■ EXERCISE BRIEF:
Write out the passage of the kribensis forum thread that runs from "I have stumbled" up to and including "6 amano shrimp.", word for word.

■ PROVIDED PASSAGE:

# Confused: kribensis tankmate suggestions?



## mooncat (Oct 16, 2013)

Hi

I have stumbled on cichlids accidentally and could do with some help!

I currently have a 100 litre tank with 8 (going on 80 when the babies are born!) platties, 2 hatchetfish, 2 harlequin rasboras, 1 bristlenose pleco and 6 amano shrimp.

Soon discovered that platties breed like mad and searched for a solution. Found some threads recommending kribensis as good for population control of livebearers, seconded by the staff at my lfs, so came home with a male.

My tank is now looking a little crowded and I have bought a 200 litre (-ish, it's 4 ft long bowfronted) aquarium, in which I was going to transfer all my fish to give them more room, especially as the krib and my bristlenose male get a bit scrappy with each other during feeding time.

I love bogwood and was planning a planted tank with lots of it in and recently put an extra piece in my 100 litre. Then did a water test and found my ph had dropped from the usual 7,down to 6!

I did some research and now know that not only does bogwood lower ph, my tank is completely the wrong set up for a kribensis! So now I am thinking of leaving the platties etc in the 100 litre (making it my lower ph softer water tank) and setting up my new 200 litre tank around the kribensis and his needs - sand, rocks etc.

I've been trying to research cichlid tanks but finding it really hard to find any info on which fish would be compatible with my kribensis. I don't really want to get a female to go in with him as then I'll be overrun with their offspring too. All I've managed to find out so far is that cichlids like lots of space, are aggressive, but can be overcrowded to minimise aggression, and that you shouldn't mix Africans with Americans.

My head is spinning and I don't feel I am getting any closer to working out how to stock my tank (I actually woke up at 3 am from a stressed dream of fishtanks!). I wouldn't mind setting up a purely cichlid tank, but am unsure which other cichlids would go with my krib. He is my favourite fish so I would like my new set up to start with him and what would live peacfully with him.

If kribensis don't mix well with other cichlids, then which other fish would be appropriate to put in with him? :-?


----------



## Mr Chromedome (Feb 12, 2013)

First, Kribs are primarily bottom sifters, and are a poor choice for fry control on livebearers IME. Second, the lower pH is perfect for the Krib, they prefer slightly acid conditions. Planted tank with Bog wood setup sounds perfect for Kribs. I suspect that you are reading tips for keeping "Africans", which is a mislabeling frequently made when the person actually means "Rift Lake" or "East African". Kribs are from small streams in West Africa, and most of the fish in that region live in very soft, low pH waters. Think jungle versus rocky lake.

Kribs have relatively mild temperaments as a single fish, pairs can be terrors when they breed. As far as compatible species, I can think of several, but most are a bit less common.

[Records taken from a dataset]

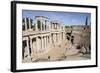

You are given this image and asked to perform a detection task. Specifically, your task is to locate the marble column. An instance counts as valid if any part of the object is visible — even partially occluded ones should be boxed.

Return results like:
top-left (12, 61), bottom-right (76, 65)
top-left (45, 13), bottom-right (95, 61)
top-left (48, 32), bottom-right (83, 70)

■ TASK SOLUTION:
I have stumbled on cichlids accidentally and could do with some help!

I currently have a 100 litre tank with 8 (going on 80 when the babies are born!) platties, 2 hatchetfish, 2 harlequin rasboras, 1 bristlenose pleco and 6 amano shrimp.